● WHAT THE EXERCISE ASKS: Please reproduce all of the entries exactly, without omitting any.

*** Opening PROVIDED ENTRIES ***

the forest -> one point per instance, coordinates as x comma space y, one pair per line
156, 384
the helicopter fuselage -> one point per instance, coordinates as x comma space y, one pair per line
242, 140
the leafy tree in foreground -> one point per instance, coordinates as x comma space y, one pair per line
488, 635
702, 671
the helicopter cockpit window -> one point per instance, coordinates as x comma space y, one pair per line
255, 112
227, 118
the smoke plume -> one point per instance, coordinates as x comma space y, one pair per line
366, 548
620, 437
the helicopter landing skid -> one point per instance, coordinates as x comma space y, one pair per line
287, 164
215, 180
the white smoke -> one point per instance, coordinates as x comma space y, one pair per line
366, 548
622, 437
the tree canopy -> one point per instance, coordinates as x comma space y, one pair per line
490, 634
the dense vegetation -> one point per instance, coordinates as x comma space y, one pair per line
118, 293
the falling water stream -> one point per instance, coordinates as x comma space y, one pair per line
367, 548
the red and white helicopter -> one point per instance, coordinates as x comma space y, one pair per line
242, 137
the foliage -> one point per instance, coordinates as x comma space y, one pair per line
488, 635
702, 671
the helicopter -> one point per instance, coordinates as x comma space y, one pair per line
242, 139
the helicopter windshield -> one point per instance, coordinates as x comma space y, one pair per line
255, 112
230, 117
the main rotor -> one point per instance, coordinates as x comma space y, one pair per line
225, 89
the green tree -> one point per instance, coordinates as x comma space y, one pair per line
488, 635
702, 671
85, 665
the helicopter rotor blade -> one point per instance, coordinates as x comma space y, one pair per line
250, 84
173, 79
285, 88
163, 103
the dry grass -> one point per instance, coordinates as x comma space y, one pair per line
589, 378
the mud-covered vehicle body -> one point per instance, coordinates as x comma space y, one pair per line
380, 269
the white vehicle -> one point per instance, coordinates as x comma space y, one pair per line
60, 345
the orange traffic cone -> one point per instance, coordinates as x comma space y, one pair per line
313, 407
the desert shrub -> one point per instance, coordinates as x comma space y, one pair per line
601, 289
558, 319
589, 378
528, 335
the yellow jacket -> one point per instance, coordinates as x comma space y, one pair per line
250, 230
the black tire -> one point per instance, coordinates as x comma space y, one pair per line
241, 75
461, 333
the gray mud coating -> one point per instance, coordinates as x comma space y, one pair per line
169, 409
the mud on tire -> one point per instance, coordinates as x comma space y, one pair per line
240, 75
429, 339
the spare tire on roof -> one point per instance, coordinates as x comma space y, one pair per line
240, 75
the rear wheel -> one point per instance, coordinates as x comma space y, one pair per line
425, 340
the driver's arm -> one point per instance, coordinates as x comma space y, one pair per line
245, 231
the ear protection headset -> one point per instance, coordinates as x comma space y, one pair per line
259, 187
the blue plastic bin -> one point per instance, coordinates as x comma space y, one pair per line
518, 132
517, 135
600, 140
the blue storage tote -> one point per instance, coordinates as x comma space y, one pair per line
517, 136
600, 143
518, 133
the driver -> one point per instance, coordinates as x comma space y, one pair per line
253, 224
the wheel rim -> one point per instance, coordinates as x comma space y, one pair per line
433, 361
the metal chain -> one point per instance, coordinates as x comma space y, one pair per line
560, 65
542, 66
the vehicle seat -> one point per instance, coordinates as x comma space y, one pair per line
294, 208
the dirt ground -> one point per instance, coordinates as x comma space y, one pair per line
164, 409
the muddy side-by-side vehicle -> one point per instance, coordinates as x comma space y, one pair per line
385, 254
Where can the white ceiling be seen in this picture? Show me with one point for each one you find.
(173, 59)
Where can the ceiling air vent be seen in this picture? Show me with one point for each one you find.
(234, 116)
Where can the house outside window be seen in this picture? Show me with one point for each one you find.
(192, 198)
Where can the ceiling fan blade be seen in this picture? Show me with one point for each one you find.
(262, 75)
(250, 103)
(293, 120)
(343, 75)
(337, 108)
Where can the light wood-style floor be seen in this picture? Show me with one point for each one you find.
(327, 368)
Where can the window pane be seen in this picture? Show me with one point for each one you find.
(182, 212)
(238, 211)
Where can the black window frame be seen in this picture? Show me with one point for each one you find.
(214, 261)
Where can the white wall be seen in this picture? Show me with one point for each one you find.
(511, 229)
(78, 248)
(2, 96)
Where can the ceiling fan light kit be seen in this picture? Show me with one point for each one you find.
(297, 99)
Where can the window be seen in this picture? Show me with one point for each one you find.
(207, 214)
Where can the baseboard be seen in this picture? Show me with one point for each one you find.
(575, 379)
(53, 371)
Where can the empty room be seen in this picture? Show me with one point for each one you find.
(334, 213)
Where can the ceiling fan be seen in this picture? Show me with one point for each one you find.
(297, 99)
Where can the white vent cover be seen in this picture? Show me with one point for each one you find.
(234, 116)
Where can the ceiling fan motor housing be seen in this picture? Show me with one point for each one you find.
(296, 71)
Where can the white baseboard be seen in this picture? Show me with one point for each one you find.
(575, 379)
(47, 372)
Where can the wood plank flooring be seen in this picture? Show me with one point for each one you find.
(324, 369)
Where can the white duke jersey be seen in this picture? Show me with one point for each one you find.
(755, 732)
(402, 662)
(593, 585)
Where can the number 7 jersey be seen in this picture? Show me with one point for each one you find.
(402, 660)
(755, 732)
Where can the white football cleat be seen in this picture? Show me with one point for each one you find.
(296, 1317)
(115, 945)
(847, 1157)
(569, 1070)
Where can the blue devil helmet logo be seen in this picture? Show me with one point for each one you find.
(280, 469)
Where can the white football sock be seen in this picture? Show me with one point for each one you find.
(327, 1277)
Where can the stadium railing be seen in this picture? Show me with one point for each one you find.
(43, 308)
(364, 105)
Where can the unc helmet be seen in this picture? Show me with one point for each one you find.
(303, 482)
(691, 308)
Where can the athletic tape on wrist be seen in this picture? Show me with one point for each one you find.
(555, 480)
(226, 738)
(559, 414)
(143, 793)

*** Closing PROVIDED ENTRIES ***

● WRITTEN RESPONSE:
the forest -> one point per instance, coordinates as x comma space y, one pair per line
156, 384
the helicopter fuselage -> one point per instance, coordinates as x comma space y, one pair per line
242, 140
the leafy tree in foreground -> one point per instance, coordinates as x comma space y, one pair per line
488, 635
702, 671
the helicopter cockpit window -> one point per instance, coordinates as x comma space y, one pair per line
255, 112
227, 118
the smoke plume -> one point per instance, coordinates as x comma space y, one pair per line
366, 548
620, 437
the helicopter landing skid -> one point per instance, coordinates as x comma space y, one pair per line
287, 164
215, 180
the white smoke -> one point per instance, coordinates as x comma space y, one pair per line
366, 548
622, 437
the tree canopy -> one point per instance, coordinates as x comma space y, one pair per line
490, 634
the dense vegetation -> one point per instance, coordinates as x comma space y, one pair per line
118, 293
the falling water stream -> one point per instance, coordinates as x comma space y, one pair per line
367, 548
the red and white helicopter -> one point per instance, coordinates as x comma space y, one pair per line
242, 137
the foliage -> one point per instance, coordinates as x comma space y, one pair per line
488, 635
702, 671
the helicopter -> one point per instance, coordinates as x comma space y, one pair per line
242, 139
the helicopter windshield -> one point per instance, coordinates as x comma space y, one pair per line
255, 112
230, 117
the main rotor -> one point per instance, coordinates as x comma space y, one pair per line
225, 89
the green tree -> one point per instance, coordinates as x comma space y, one pair per line
488, 635
702, 671
85, 665
the helicopter rotor blade -> one point per instance, coordinates as x comma space y, one pair per line
250, 84
173, 79
285, 88
163, 103
the dry grass -> one point per instance, coordinates as x comma space y, one pair per line
589, 378
the mud-covered vehicle body -> one point per instance, coordinates as x comma space y, one pair per line
380, 269
the white vehicle -> one point per instance, coordinates as x comma space y, one pair per line
60, 345
the orange traffic cone -> one point per instance, coordinates as x comma space y, one pair per line
313, 407
the desert shrub -> one point per instance, coordinates as x comma space y, one pair per line
601, 289
558, 319
589, 378
528, 335
the yellow jacket -> one point per instance, coordinates as x comma space y, one pair per line
250, 230
the black tire -> one point per instance, coordinates as x comma space y, one pair per line
241, 75
461, 333
the gray mud coating -> one point per instance, coordinates as x comma space y, one pair per line
169, 409
the mud on tire -> one point per instance, coordinates as x comma space y, one pair per line
240, 75
429, 339
the spare tire on roof -> one point per instance, coordinates as x comma space y, one pair per line
240, 75
the rear wheel -> one point per instance, coordinates as x comma space y, one pair per line
425, 340
the driver's arm -> one point per instance, coordinates as x comma space y, one pair per line
245, 231
the ear protection headset -> one point per instance, coordinates as x comma space y, one pair per line
259, 187
the blue plastic bin -> one point per instance, coordinates as x comma space y, one pair per line
518, 132
517, 135
600, 140
the blue storage tote -> one point per instance, coordinates as x comma space y, one pair per line
517, 136
600, 143
518, 133
the driver -> one point per instance, coordinates as x comma space y, one pair per line
253, 224
the wheel rim -> one point per instance, coordinates as x comma space y, one pair per line
433, 361
the metal chain -> one point per instance, coordinates as x comma space y, one pair per line
560, 65
542, 66
the vehicle seat -> one point per instance, coordinates as x comma space y, one pair per line
294, 208
the dirt ground -> one point per instance, coordinates as x comma space y, one pair per line
164, 409
the muddy side-by-side vehicle -> one point per instance, coordinates as x comma space y, one pair per line
385, 254
Where can the white ceiling be seen in this picture? Show me with one point for each one you find.
(173, 59)
Where can the ceiling air vent be seen in this picture? Show me with one point for each one you find.
(234, 116)
Where can the house outside window be seen in this picture? Show me with one point for each one you find.
(192, 198)
Where can the ceiling fan blade be seen in this picture? Show me with one point for each one you find.
(262, 75)
(250, 103)
(293, 120)
(343, 75)
(337, 108)
Where can the light wood-style floor be seen in this picture? Show me with one point for each one you find.
(327, 368)
Where can the window pane be seen in this picture? Show me with one point for each one you find.
(182, 212)
(238, 211)
Where can the black window frame be seen in this picture? Show me with one point for each one you find.
(214, 261)
Where can the white wall be seen in this picture? Show me with one point for each one you find.
(511, 229)
(78, 248)
(2, 96)
Where can the ceiling fan light kit be seen in this picture? Show me with one point for each one you find.
(297, 99)
Where can the window be seen in this picture? Show me with one point for each one you find.
(207, 214)
Where can the baseboard be seen in this picture? Show me with one point for each one you find.
(575, 379)
(53, 371)
Where can the empty room be seen in this picture? Show me with one point for each one you find.
(334, 213)
Where can the ceiling fan be seen in this picture? Show me with one point for each one you find.
(297, 99)
Where can the white vent cover be seen in this picture? Show me with one point for each one you find.
(234, 116)
Where can the ceiling fan motor housing be seen in this picture? Show me with one point for each one you find.
(296, 71)
Where can the white baseboard be seen in this picture? Show me with one point for each one you find.
(575, 379)
(47, 372)
Where can the wood plank flooring be seen in this picture? Show me with one point for each one you find.
(324, 369)
Where can the white duke jersey be seen in this picture? Show me with one point for each one you find.
(755, 732)
(402, 662)
(593, 585)
Where can the number 7 jersey be seen in this picture? Show me with one point for each one you find.
(402, 660)
(755, 732)
Where can the white football cleat be seen in this picture? Show me with one point for each one you find.
(296, 1317)
(115, 945)
(847, 1157)
(569, 1070)
Where can the blue devil helmet logo be seen in this picture? Show me with one point for each one you find.
(280, 469)
Where can the white football sock be seen in this picture? Show me with one point for each one you find.
(327, 1277)
Where can the stadium railing be seen in this picture? Show me with one point for each one you find.
(43, 308)
(364, 105)
Where can the unc helmet be seen in this picture? Show me with one point for each one you find.
(303, 482)
(691, 308)
Where can the athletic tape on wrist be seen in this picture? Show me with one point for each one you find.
(555, 480)
(226, 738)
(559, 414)
(143, 793)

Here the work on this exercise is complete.